Copy the rows below word for word, starting at the very first line and ending at the line that contains "column 307, row 114", with both of those lines included.

--

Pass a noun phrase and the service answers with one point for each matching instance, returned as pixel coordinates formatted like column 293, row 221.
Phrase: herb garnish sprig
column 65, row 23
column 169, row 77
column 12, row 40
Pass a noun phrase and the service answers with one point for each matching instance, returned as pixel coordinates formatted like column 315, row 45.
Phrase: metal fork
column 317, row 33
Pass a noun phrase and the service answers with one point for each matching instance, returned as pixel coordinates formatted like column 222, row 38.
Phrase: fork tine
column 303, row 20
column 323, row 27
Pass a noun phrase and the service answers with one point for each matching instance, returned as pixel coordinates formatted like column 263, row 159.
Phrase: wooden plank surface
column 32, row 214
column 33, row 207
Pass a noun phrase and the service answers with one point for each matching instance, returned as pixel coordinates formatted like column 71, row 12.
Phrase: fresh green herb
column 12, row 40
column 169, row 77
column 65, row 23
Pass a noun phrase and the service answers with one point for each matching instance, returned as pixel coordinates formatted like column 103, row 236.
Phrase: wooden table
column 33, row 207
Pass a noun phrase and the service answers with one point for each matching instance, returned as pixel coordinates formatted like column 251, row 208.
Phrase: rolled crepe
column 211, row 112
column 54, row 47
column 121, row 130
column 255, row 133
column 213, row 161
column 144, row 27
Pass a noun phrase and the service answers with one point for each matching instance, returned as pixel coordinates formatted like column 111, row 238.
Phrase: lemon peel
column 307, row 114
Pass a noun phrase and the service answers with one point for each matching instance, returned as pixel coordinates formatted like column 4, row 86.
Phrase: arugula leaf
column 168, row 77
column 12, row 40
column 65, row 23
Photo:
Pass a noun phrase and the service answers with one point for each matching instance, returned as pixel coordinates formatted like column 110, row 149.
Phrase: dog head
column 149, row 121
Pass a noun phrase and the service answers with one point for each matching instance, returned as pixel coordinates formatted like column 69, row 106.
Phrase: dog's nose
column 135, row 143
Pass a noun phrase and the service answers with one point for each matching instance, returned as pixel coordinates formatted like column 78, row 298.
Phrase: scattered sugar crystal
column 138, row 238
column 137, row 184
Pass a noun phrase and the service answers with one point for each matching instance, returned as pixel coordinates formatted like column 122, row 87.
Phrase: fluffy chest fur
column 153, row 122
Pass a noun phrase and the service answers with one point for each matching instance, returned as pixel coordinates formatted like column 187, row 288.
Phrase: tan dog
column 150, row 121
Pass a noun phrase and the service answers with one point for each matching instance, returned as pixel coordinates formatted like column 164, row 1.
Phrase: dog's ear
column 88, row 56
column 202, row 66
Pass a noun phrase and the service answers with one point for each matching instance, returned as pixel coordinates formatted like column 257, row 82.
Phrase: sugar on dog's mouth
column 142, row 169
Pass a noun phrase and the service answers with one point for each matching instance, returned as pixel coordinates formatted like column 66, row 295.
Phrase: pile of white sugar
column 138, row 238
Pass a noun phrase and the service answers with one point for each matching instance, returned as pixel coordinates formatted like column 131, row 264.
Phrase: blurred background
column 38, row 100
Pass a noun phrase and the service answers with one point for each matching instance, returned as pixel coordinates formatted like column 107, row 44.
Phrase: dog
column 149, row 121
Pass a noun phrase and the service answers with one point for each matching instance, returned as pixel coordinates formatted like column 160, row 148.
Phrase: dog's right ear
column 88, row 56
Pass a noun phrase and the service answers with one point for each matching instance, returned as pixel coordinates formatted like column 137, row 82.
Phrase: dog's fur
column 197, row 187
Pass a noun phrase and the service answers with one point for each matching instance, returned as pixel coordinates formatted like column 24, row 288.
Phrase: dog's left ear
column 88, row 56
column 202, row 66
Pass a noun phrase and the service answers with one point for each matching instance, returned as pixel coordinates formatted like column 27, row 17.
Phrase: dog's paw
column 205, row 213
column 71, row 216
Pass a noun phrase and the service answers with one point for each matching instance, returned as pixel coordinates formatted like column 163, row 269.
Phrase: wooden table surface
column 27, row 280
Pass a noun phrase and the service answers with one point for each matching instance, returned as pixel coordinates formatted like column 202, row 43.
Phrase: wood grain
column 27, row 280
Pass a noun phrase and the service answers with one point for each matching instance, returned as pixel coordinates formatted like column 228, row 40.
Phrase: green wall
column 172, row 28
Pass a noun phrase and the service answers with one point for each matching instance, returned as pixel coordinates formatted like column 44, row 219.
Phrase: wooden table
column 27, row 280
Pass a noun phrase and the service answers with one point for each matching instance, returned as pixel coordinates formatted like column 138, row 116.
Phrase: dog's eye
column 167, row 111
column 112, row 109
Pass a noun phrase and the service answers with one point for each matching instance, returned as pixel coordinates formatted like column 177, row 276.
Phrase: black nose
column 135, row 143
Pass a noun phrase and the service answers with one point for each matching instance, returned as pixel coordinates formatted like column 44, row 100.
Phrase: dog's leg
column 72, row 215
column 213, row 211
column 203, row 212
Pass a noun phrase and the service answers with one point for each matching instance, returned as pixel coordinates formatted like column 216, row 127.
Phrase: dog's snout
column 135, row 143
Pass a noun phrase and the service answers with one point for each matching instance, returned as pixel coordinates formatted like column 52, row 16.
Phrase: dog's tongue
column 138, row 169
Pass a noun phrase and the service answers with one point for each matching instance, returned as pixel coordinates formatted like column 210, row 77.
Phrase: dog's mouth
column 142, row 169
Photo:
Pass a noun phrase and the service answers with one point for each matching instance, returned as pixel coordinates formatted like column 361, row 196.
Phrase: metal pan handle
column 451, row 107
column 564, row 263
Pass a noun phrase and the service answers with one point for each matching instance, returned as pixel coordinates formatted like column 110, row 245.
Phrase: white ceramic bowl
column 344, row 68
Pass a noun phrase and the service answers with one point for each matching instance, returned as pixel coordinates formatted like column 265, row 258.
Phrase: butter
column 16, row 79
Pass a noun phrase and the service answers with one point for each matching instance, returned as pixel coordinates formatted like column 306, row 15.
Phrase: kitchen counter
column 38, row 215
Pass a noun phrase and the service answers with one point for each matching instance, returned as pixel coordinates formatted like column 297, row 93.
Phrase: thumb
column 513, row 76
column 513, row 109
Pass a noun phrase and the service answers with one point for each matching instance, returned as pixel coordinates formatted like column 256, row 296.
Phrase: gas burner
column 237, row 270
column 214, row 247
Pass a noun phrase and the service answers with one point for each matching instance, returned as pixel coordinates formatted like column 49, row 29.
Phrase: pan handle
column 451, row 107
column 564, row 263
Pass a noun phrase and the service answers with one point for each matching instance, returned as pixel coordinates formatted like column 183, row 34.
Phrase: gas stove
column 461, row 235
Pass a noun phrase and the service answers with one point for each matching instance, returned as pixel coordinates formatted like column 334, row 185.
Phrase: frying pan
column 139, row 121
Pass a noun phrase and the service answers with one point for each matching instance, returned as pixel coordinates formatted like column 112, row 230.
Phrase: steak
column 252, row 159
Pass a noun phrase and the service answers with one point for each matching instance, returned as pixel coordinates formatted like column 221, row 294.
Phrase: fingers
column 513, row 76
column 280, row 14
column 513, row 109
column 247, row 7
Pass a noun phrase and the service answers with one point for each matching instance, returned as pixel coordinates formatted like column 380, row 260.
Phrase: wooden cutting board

--

> [Completed exercise]:
Pass a noun phrase and the service answers with one point for each matching instance, returned as pixel coordinates formatted like column 293, row 221.
Phrase: herb garnish sprig
column 65, row 23
column 169, row 77
column 12, row 40
Pass a noun phrase and the service answers with one point for each matching instance, returned as pixel coordinates formatted like column 315, row 45.
Phrase: metal fork
column 317, row 33
Pass a noun phrase and the service answers with one point for each matching instance, returned as pixel coordinates formatted like column 222, row 38.
Phrase: fork tine
column 303, row 20
column 323, row 27
Pass a noun phrase and the service answers with one point for each matching instance, returned as pixel coordinates formatted like column 263, row 159.
Phrase: wooden plank surface
column 32, row 214
column 33, row 207
Pass a noun phrase and the service answers with one point for each matching instance, returned as pixel coordinates formatted like column 71, row 12.
Phrase: fresh green herb
column 12, row 40
column 169, row 77
column 65, row 23
Pass a noun phrase and the service answers with one point for each matching instance, returned as pixel coordinates formatted like column 103, row 236.
Phrase: wooden table
column 33, row 207
Pass a noun phrase and the service answers with one point for each matching instance, returned as pixel coordinates formatted like column 251, row 208.
Phrase: rolled crepe
column 211, row 112
column 54, row 47
column 121, row 130
column 255, row 133
column 213, row 161
column 144, row 27
Pass a noun phrase and the service answers with one point for each matching instance, returned as pixel coordinates formatted like column 111, row 238.
Phrase: lemon peel
column 307, row 114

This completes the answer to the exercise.